In an earnings call with analysts in October, the management said that the full impact of the increase in the cost of funds is expected to be seen in the December quarter. In addition, there will be normalisation of festive spends. 

“We are confident that it (NIM) will be, more or less maybe with 10 to 20 basis points here and there, be around the same range,” MD and CEO Rama Mohan R Amara had said.

Credit card spends

Overall, credit card spends in the industry are expected to taper over the next few months because of the end of the festive season. In the September quarter, overall spends reported by SBI Cards grew 43% year-on-year to Rs 62,300 crore. Retail spends, which accounted for over 80% of the total, grew 45% while corporate spends increased 34%.

The company exited a few low-margin accounts, resulting in the moderation of corporate card spends. It is, however, aiming to improve the share of corporate spends to 22-25% in the medium to long term.

Analysts say greater share of corporate spends would be positive for earnings because they have a higher interchange fee, which is carved out of the merchant discount rate. The possibility of capping the merchant discount rate, which is currently unregulated and fixed by the two parties bilaterally, has been a key overhang for the shares. An RBI discussion paper issued in August suggested the merchant discount rate could be regulated. That could strain the revenue streams from interchange fees, analysts say.

Already, there is a near-term disruption in the fee income because of new RBI regulations that came into effect in October. The new rules do not allow credit card issuers from increasing credit limits without the explicit consent of the customers. The unpaid charges also cannot be capitalized for charging and compounding of interest. For SBI Cards, over-limit fees account for 5-6% of total fee income.

Point-per-instance localization data:

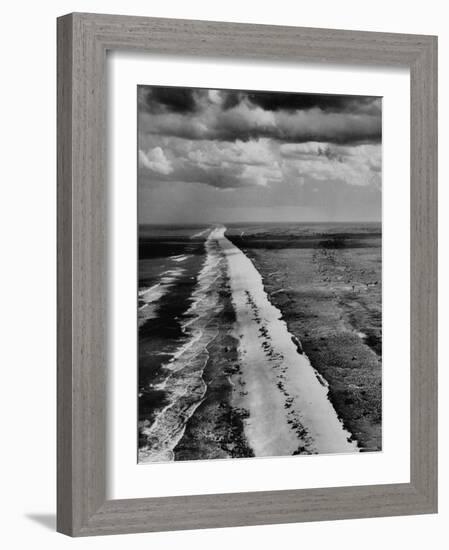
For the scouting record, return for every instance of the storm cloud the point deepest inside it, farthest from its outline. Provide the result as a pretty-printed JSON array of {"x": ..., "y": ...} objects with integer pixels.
[{"x": 295, "y": 148}]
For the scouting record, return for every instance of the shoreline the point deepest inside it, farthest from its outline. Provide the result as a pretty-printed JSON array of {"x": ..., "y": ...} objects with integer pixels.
[
  {"x": 215, "y": 430},
  {"x": 348, "y": 362}
]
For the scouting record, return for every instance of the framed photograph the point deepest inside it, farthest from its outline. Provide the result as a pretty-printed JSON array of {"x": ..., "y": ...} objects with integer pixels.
[{"x": 247, "y": 248}]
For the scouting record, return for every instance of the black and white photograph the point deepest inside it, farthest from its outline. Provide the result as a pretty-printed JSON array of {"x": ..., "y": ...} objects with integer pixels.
[{"x": 259, "y": 307}]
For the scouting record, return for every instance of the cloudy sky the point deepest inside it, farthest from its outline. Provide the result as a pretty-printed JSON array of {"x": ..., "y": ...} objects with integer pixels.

* [PROBLEM STATEMENT]:
Copy out the SBI Cards text from above in full, word for word.

* [SOLUTION TO THE PROBLEM]:
In an earnings call with analysts in October, the management said that the full impact of the increase in the cost of funds is expected to be seen in the December quarter. In addition, there will be normalisation of festive spends. 

“We are confident that it (NIM) will be, more or less maybe with 10 to 20 basis points here and there, be around the same range,” MD and CEO Rama Mohan R Amara had said.

Credit card spends

Overall, credit card spends in the industry are expected to taper over the next few months because of the end of the festive season. In the September quarter, overall spends reported by SBI Cards grew 43% year-on-year to Rs 62,300 crore. Retail spends, which accounted for over 80% of the total, grew 45% while corporate spends increased 34%.

The company exited a few low-margin accounts, resulting in the moderation of corporate card spends. It is, however, aiming to improve the share of corporate spends to 22-25% in the medium to long term.

Analysts say greater share of corporate spends would be positive for earnings because they have a higher interchange fee, which is carved out of the merchant discount rate. The possibility of capping the merchant discount rate, which is currently unregulated and fixed by the two parties bilaterally, has been a key overhang for the shares. An RBI discussion paper issued in August suggested the merchant discount rate could be regulated. That could strain the revenue streams from interchange fees, analysts say.

Already, there is a near-term disruption in the fee income because of new RBI regulations that came into effect in October. The new rules do not allow credit card issuers from increasing credit limits without the explicit consent of the customers. The unpaid charges also cannot be capitalized for charging and compounding of interest. For SBI Cards, over-limit fees account for 5-6% of total fee income.